> _Passage given_:
★ ★ ★ ★
Having spent the best part of a week
cutting a trail through the matted, soaked undergrowth, on December 18th
he finally struck out with his posse of Pomeroon and Pemon Arekuna porters.
Even now, after so many people have Grand-Old-Duke-of-York'd up this mountain,
it's hard going. But it's difficult to imagine what unforgiving work slashing
this trail for the first time must have been like. In an expedition to
the Guyanese north face of Roraima in 1971, Adrian Warren's party cut
a trail along the mountain's upper slopes. They progressed only two miles
in six days. An assiduous amateur botanist, Im Thurn was also collecting
plant specimens as he went.
As we climbed higher, sweeps of cloud would reduce
visibility to a few yards. As quickly as they closed in, they disappeared.
When we finally emerged from the forest, the prospect below resembled
a conjured chessboard of forest and plain, sun and rain - the Enchanter
Light pondering his next move. From here, we made our way down and round
a giant boulder, before climbing again towards the roar in the distance.
The waterfall was in full flow. Donning waterproofs for the first time,
we hugged the edge of the cliff and scurried as best we could over slimy
stone shingles under pounding waves of water.
★ ★ ★ ★
> _Extracted entries_:
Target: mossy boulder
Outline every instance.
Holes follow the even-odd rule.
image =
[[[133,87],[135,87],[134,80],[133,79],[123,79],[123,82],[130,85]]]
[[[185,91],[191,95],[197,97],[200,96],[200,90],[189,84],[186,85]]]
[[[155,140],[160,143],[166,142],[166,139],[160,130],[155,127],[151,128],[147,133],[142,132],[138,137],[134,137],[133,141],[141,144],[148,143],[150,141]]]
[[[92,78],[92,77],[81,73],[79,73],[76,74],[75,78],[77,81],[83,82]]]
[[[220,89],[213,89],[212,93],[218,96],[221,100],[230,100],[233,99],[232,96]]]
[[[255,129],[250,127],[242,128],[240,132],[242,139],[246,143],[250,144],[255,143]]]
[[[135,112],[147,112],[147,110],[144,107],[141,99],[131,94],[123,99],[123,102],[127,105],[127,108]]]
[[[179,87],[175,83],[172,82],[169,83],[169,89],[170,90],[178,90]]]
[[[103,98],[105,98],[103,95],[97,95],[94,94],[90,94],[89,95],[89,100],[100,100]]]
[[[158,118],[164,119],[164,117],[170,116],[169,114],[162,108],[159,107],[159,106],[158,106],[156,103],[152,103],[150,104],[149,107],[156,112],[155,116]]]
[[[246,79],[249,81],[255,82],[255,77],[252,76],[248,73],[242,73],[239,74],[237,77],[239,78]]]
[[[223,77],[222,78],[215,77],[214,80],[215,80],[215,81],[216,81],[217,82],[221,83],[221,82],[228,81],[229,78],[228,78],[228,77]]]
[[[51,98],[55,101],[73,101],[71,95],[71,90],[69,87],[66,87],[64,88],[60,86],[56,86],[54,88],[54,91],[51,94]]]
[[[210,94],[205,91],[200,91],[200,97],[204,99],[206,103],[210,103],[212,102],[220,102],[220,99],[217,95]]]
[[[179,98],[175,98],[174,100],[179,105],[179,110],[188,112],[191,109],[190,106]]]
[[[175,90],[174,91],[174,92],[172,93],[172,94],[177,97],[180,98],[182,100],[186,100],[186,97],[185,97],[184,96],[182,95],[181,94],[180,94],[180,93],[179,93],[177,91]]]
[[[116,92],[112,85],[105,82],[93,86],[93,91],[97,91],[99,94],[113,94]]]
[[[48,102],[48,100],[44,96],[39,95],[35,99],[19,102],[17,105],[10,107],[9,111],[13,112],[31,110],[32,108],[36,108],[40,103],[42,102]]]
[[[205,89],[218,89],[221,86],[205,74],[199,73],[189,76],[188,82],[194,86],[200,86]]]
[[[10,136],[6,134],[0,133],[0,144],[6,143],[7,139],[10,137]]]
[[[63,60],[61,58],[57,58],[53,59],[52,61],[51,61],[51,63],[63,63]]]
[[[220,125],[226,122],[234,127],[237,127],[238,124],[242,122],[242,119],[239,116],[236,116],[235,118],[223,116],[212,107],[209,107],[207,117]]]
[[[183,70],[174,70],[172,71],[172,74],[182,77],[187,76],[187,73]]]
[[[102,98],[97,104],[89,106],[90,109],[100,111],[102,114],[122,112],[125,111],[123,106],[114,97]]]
★ ★ ★ ★
> _Stated task_: Write the next part of the Roraima climb passage, picking up right after its final sentence. The material above comes from a separate source and has no connection to the Roraima passage.

> _Final answer_:
Beyond the waterfall, the slope rises
more steeply, effectively becoming a gully between Roraima's dark, menacing
ramparts. Picking our way between hundreds of boulders, islands of numerous
ferns, Befaria heather and Heliamphora struggled, gradually diminishing
in size and number. Soon we'd come level with the mythical summit of the
mountain, enter, as Im Thurn put it "some strange country of nightmares
for which an appropriate and wildly fantastic landscape had been formed,
some dreadful and stormy day, when, in their mid career, the broken and
chaotic clouds had been stiffened, in a single instant, into stone."
One small step onto
a tepuy's surface is one giant leap onto another planet. It's the Earth,
but not as we know it. Stygian amphitheatres of rock surround you, carved
over millennia by relentless rains and winds. Faces and profiles, animals
and hideous creatures, "apparent caricatures of umbrellas, tortoises,
churches, cannons and of innumerable other incongruous and unexpected
objects" emerge in their strange, other-worldly shapes. The topography
dances in a funereal carnival of invention. Faint paths of rubbed-away
lighter rock provide the only bearings among the ghostly, striated rock.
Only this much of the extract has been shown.